> Work instructions
1 > In the forum thread about driving manual cars on steep hills, what did the hillholder device lock when the car was on a hill with the clutch disengaged?
2 > Resume the forum thread about driving manual cars on steep hills, picking up right after its last post.

Try that with a e39 handbrake  , it won't hold on any hill that's a little steep. Never driven an e46, but the e39 is the same, not very easy to get moving on a steep incline.


----------



## DKSF (Apr 4, 2003)

zhangqj said:


> Chris, do you know if a CDV-less clutch would be better at handling those SF hills? I have always had the impression (personal) that those hills were harder on brakes (going downhill) than clutches (climbing uphill). Maybe CDV is the difference?


Not sure what you mean by "better". It is much easier to work the clutch on a hill once the CDV has been removed.

Also, with the CDV, I always found it difficult to do a "quick" launch, especially on hills where it's helpful. It would just slip the clutch for a second or two, then engage. Irritating.


----------



## Ågent99 (Jan 7, 2002)

zhangqj said:


> Chris, do you know if a CDV-less clutch would be better at handling those SF hills? I have always had the impression (personal) that those hills were harder on brakes (going downhill) than clutches (climbing uphill). Maybe CDV is the difference?


DKSF said it just fine. Let me know if you'd like me to "adjust" your CDV for you. PM me.

Chris


----------



## Steve D (Oct 10, 2002)

Years ago they solved this problem with a device called a hillholder. It basically locked the brake line pressure when on a hill with the clutch disengaged. As the clutch pedal was released the brakes were released as well. This allowed you to have your right foot on the treadle and the car would not roll back.

> Dataset extract
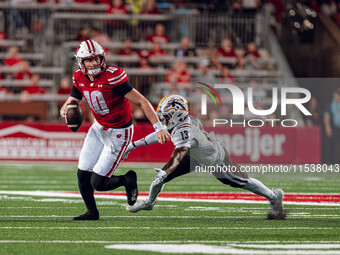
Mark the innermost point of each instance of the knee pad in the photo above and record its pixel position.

> Task responses
1 > It locked the brake line pressure.

2 >
This was done mechanically and was available as a factory option on some models. Today we could do this electronically perhaps integrated into the ABS system but they probably do not sell enough manual transmission cars to justify the expense.

Steve D


----------



## cokray (Feb 13, 2003)

DKSF said:


> Try that with a e39 handbrake  , it won't hold on any hill that's a little steep. Never driven an e46, but the e39 is the same, not very easy to get moving on a steep incline.


Really? The handbrake won't hold the car on a hill? That's makes it rather useless as a brake, doesn't it? I have to pull the brake pretty hard on mine to hold position on a steep hill, but it will certainly hold the car in place (albeit with some unpleasant creaking noises, but then it makes those when I set the brake in my driveway).

It is a tricky to get my car moving on a steep hill. It's difficult to describe, but what happens is that I can steadily release the clutch (which holding the engine at say, 1500 RPM) until it is 95% of the way out and the car still hasn't started rolling forwards. If I give it more gas it just starts burning the clutch up. If I release the clutch the rest of the way it will fully engage, either stalling or lurching off, depending upon how much gas I'm giving it and how steep the hill is.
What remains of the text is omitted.